* Consignes
a. Selon le texte sur Jana Nemtsova, combien de personnes ont vu le film d'Alexeï Navalny dénonçant l'enrichissement de Dmitri Medvedev ?
b. Poursuivez le texte consacré à Jana Nemtsova après sa dernière phrase.

* Texte affiché
%%
Jana Nemtsova ne se présente pas comme une femme politique même si elle a accompagné attentivement la carrière de son père et même si elle a été candidate à des élections à Moscou en 2005. « J’ai été battue, j’ai compris que contre le parti de Poutine, Russie unie, il n’y a pas de candidature possible. Les élections sont une illusion », dit-elle mais le suffrage universel est une conquête qu’il ne faut pas abandonner. C’était aussi le message de Boris Nemtsov.
A certains moments, elle semble pessimiste. Elle craint que le régime de Poutine ne dure longtemps. La Russie est très tolérante en matière de corruption, dit-elle, bien que la patience des Russes s’épuise avec la dégradation de la situation économique. « Pensez-vous la patience des Russes sans limite ? » lui demande Marie Mendras. – « C’est la patience ou la prison, choisissez. »
Le film préparé par Alexeï Navalny dénonçant l’enrichissement du Premier ministre Dmitri Medvedev a été vu par 11 millions de personnes. C’est ce qui inspire à Jana Nemtsova un optimisme modéré. La crise économique peut devenir un catalyseur. Des écoliers ont annoncé un meeting contre la corruption. « Nous ne sommes pas encore arrivés au cimetière, même si nous sommes sur le chemin, dit-on en Russie, ça va être de pire en pire, mais à la fin il y aura un miracle parce que c’est la Russie ! »
%%
* Données enregistrées
%%
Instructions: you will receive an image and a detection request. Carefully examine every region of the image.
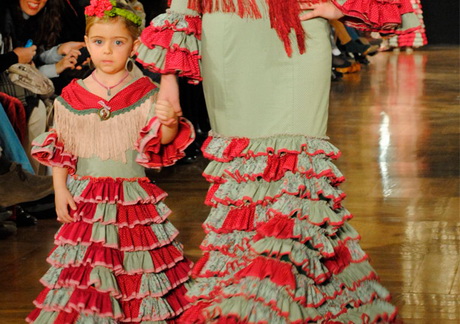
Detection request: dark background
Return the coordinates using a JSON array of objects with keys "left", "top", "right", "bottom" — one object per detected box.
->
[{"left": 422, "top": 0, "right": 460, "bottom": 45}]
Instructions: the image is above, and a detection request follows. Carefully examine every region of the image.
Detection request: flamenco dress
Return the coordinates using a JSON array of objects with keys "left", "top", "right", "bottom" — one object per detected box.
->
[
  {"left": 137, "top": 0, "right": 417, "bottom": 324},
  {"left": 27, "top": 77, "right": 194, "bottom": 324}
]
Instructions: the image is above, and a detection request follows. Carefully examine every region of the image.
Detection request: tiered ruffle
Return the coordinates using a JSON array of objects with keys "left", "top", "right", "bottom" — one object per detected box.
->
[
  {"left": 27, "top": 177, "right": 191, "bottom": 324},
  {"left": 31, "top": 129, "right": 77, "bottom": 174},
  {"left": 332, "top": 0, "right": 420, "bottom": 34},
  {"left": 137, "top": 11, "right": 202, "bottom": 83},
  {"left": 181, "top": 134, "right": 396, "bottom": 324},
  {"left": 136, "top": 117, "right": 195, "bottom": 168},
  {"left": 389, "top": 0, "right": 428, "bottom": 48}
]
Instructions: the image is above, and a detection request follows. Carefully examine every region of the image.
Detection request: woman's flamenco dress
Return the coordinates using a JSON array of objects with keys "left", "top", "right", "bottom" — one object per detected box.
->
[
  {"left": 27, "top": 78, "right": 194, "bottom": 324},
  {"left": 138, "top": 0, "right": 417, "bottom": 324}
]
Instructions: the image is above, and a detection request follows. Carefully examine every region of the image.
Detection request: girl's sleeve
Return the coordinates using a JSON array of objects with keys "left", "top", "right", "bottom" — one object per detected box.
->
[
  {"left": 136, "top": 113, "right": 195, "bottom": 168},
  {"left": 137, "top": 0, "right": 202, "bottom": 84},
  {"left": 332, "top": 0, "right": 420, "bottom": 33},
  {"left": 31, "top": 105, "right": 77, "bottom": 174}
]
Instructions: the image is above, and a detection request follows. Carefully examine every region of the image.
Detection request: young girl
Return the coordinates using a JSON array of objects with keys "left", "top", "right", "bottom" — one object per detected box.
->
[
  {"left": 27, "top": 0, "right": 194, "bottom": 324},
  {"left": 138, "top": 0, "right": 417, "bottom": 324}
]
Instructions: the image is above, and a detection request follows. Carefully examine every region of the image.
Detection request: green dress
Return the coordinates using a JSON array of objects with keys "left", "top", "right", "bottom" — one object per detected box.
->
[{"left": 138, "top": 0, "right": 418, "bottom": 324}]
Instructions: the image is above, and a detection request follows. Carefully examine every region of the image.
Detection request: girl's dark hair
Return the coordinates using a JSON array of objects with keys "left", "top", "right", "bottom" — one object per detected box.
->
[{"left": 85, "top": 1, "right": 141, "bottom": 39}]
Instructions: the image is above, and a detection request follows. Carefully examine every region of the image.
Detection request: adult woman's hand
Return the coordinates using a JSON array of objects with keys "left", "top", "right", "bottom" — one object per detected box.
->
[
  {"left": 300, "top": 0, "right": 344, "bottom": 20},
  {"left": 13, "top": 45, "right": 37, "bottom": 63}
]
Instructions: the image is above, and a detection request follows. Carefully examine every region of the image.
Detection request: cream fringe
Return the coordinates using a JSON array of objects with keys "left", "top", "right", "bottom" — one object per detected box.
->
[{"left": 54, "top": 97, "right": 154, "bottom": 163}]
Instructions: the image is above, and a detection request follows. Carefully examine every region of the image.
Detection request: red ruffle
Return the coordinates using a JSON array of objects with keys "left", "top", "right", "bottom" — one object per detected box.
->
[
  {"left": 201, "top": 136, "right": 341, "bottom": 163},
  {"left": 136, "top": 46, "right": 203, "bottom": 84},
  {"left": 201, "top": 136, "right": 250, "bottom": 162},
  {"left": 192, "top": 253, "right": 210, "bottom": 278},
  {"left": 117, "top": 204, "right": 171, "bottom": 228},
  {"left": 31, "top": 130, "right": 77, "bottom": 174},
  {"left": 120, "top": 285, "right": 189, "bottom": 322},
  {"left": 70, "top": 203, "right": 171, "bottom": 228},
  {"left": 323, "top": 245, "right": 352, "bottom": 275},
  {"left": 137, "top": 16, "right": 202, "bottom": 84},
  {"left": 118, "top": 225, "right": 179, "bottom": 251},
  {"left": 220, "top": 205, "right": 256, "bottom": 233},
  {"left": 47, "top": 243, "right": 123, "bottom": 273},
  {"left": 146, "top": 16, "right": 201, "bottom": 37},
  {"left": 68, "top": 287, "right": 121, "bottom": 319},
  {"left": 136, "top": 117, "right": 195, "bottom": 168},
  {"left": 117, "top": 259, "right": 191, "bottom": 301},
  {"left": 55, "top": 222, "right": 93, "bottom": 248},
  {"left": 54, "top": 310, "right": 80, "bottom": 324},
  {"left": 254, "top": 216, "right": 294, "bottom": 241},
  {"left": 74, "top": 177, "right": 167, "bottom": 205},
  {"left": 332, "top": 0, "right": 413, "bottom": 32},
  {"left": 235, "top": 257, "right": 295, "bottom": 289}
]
%%
* Réponses finales
a. 11 millions de personnes.

b.
En attendant l’Etat de droit
Je suis partie, dit Jana Nemtsova, parce que trop de gens ont été assassinés, parce que la situation paraissait sans issue. « Je rentrerai quand la Russie sera un Etat de droit », écrit-elle dans son livre. Elle admire la persévérance d’Alexeï Navalny dans son combat contre la corruption. Il faut faire connaître les opposants, dit-elle, la notoriété protège, s’il n’est pas en prison, c’est parce qu’il est si populaire (c’était avant la condamnation à quinze jours de prison, à l’issue de la manifestation du dimanche 26 mars). Son frère, lui, a été emprisonné à la suite d’une sombre histoire impliquant la société française Yves Rocher. Mais Alexeï Navalny est sous le coup d’une condamnation de cinq ans de prison avec sursis, qui pourrait l’empêcher d’être candidat contre Vladimir Poutine à l’élection présidentielle de 2018.
Jana Nemtsova appuie son dynamisme sur l’exemple de son père, assassiné il y a deux ans sur un pont proche du Kremlin. Trente-six heures avant la manifestation qu’il avait appelée contre la guerre en Ukraine et pour les réformes économiques. La manifestation avait été interdite au centre de Moscou, et repoussée en banlieue. Après l’assassinat elle s’est transformée en une grande marche en hommage à l’opposant que le pouvoir n’a pu retenir loin du cœur de la ville. C’est devenu la plus grande manifestation en Russie depuis 2012, quand après les élections législatives et le scrutin présidentiel la population vilipendait les fraudes.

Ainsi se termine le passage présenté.